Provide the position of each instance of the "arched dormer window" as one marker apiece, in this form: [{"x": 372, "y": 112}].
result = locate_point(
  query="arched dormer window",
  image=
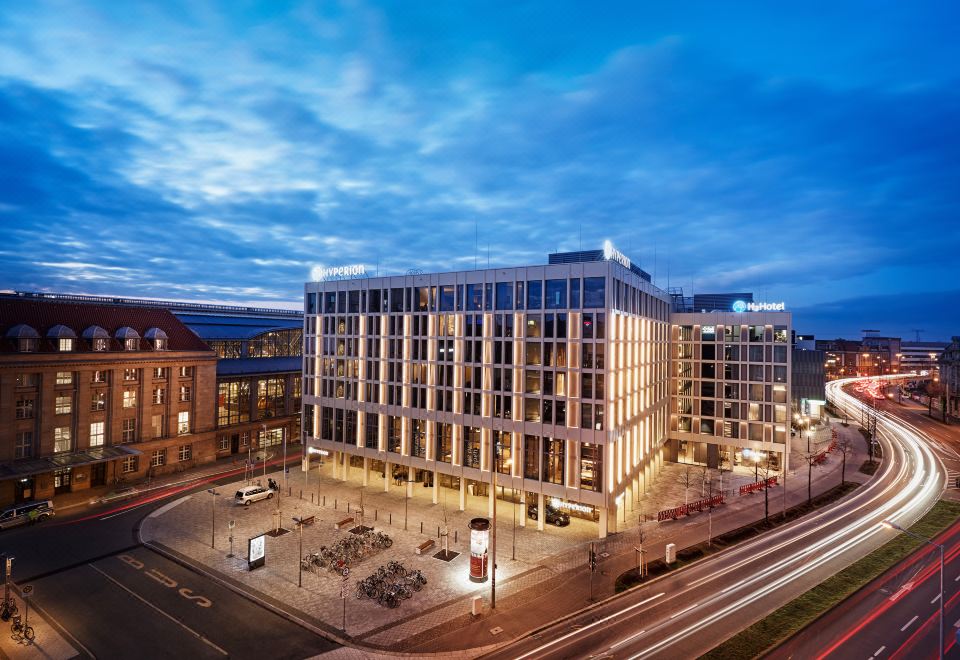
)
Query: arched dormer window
[
  {"x": 98, "y": 337},
  {"x": 63, "y": 338},
  {"x": 158, "y": 337},
  {"x": 129, "y": 338},
  {"x": 24, "y": 337}
]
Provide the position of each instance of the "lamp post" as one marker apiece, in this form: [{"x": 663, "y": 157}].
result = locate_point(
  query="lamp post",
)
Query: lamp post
[
  {"x": 213, "y": 514},
  {"x": 892, "y": 525},
  {"x": 299, "y": 521}
]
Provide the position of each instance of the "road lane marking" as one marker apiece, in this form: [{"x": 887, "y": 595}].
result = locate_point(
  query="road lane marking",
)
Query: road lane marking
[
  {"x": 166, "y": 507},
  {"x": 674, "y": 616},
  {"x": 603, "y": 620},
  {"x": 169, "y": 616}
]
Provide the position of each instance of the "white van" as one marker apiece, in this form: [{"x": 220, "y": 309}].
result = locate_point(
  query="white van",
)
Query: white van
[
  {"x": 249, "y": 494},
  {"x": 26, "y": 512}
]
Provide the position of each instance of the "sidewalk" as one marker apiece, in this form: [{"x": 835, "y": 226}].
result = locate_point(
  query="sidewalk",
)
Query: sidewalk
[
  {"x": 438, "y": 618},
  {"x": 48, "y": 643}
]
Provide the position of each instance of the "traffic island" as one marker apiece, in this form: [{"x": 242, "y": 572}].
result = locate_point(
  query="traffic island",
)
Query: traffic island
[
  {"x": 782, "y": 624},
  {"x": 688, "y": 555}
]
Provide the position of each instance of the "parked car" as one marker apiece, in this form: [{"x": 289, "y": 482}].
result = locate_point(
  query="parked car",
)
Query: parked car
[
  {"x": 250, "y": 494},
  {"x": 554, "y": 515},
  {"x": 26, "y": 512}
]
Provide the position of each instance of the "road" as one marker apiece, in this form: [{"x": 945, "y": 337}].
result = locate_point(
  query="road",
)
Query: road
[
  {"x": 897, "y": 615},
  {"x": 687, "y": 613},
  {"x": 115, "y": 598}
]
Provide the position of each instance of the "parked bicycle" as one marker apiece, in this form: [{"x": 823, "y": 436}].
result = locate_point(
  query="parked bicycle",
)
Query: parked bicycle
[{"x": 21, "y": 630}]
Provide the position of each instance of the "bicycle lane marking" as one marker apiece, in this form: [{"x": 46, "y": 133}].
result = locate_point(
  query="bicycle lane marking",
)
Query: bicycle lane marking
[{"x": 157, "y": 609}]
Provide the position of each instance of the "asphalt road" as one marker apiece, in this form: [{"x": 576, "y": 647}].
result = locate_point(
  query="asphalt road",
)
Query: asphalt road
[
  {"x": 118, "y": 599},
  {"x": 687, "y": 613},
  {"x": 896, "y": 615}
]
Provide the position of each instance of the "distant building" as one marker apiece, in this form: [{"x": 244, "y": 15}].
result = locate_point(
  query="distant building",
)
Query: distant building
[
  {"x": 93, "y": 393},
  {"x": 248, "y": 397},
  {"x": 949, "y": 363},
  {"x": 921, "y": 355},
  {"x": 718, "y": 302}
]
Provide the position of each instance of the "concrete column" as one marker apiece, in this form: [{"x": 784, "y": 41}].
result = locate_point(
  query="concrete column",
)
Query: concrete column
[
  {"x": 522, "y": 513},
  {"x": 541, "y": 511},
  {"x": 490, "y": 497}
]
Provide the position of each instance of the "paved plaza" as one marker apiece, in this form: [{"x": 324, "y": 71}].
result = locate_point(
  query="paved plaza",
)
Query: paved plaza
[{"x": 544, "y": 560}]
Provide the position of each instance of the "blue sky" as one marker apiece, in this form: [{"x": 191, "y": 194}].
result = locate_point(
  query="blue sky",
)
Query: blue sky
[{"x": 221, "y": 150}]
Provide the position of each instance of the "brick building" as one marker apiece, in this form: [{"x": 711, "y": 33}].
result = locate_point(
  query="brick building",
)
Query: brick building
[{"x": 92, "y": 393}]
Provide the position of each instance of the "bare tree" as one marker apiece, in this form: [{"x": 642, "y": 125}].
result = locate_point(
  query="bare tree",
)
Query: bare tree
[
  {"x": 686, "y": 478},
  {"x": 811, "y": 459},
  {"x": 844, "y": 446}
]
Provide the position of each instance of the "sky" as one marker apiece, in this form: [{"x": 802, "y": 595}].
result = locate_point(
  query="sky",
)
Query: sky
[{"x": 220, "y": 151}]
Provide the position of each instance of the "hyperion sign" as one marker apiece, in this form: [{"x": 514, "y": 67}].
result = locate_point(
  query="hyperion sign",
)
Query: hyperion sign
[{"x": 256, "y": 552}]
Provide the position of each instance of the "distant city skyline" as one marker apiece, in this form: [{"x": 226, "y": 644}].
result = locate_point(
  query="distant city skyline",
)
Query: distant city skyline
[{"x": 202, "y": 151}]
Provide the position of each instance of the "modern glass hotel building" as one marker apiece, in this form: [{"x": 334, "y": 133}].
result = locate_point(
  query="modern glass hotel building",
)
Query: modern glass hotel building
[{"x": 555, "y": 377}]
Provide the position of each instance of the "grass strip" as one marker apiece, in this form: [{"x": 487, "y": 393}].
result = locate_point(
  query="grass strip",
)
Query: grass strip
[{"x": 801, "y": 611}]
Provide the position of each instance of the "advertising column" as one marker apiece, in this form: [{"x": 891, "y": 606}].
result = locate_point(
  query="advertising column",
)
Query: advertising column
[{"x": 479, "y": 544}]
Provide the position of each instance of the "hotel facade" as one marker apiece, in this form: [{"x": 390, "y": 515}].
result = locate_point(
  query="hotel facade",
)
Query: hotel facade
[{"x": 553, "y": 380}]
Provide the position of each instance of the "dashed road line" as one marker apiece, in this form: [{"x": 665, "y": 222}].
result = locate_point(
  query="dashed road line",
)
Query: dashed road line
[{"x": 169, "y": 616}]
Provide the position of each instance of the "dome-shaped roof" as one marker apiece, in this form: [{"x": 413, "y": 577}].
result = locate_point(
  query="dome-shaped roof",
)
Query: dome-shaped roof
[
  {"x": 22, "y": 331},
  {"x": 60, "y": 331},
  {"x": 95, "y": 332}
]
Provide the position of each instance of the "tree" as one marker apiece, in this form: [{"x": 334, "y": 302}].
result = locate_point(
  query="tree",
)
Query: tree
[
  {"x": 686, "y": 478},
  {"x": 844, "y": 446},
  {"x": 811, "y": 459}
]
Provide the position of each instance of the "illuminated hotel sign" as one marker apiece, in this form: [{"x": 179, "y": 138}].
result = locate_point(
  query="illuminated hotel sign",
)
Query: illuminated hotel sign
[
  {"x": 338, "y": 272},
  {"x": 741, "y": 306},
  {"x": 611, "y": 253},
  {"x": 570, "y": 506}
]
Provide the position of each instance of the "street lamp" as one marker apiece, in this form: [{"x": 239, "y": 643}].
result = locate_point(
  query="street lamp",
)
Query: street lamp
[
  {"x": 892, "y": 525},
  {"x": 299, "y": 521},
  {"x": 213, "y": 514}
]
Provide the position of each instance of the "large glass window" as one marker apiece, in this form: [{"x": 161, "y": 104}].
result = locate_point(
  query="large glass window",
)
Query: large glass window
[
  {"x": 594, "y": 292},
  {"x": 591, "y": 467},
  {"x": 270, "y": 397},
  {"x": 474, "y": 297},
  {"x": 553, "y": 452},
  {"x": 471, "y": 446},
  {"x": 444, "y": 440},
  {"x": 556, "y": 294},
  {"x": 531, "y": 457},
  {"x": 504, "y": 295},
  {"x": 534, "y": 294}
]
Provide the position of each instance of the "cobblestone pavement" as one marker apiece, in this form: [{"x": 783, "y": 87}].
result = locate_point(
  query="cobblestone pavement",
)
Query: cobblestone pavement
[{"x": 541, "y": 557}]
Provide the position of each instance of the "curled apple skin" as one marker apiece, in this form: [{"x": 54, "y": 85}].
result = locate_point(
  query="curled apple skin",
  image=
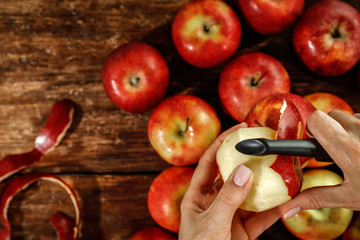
━━━
#### [TASK STATEMENT]
Determine how many lines of the items contain the string "lane", matching case exactly, and give only that number.

#### [FULL OUTPUT]
6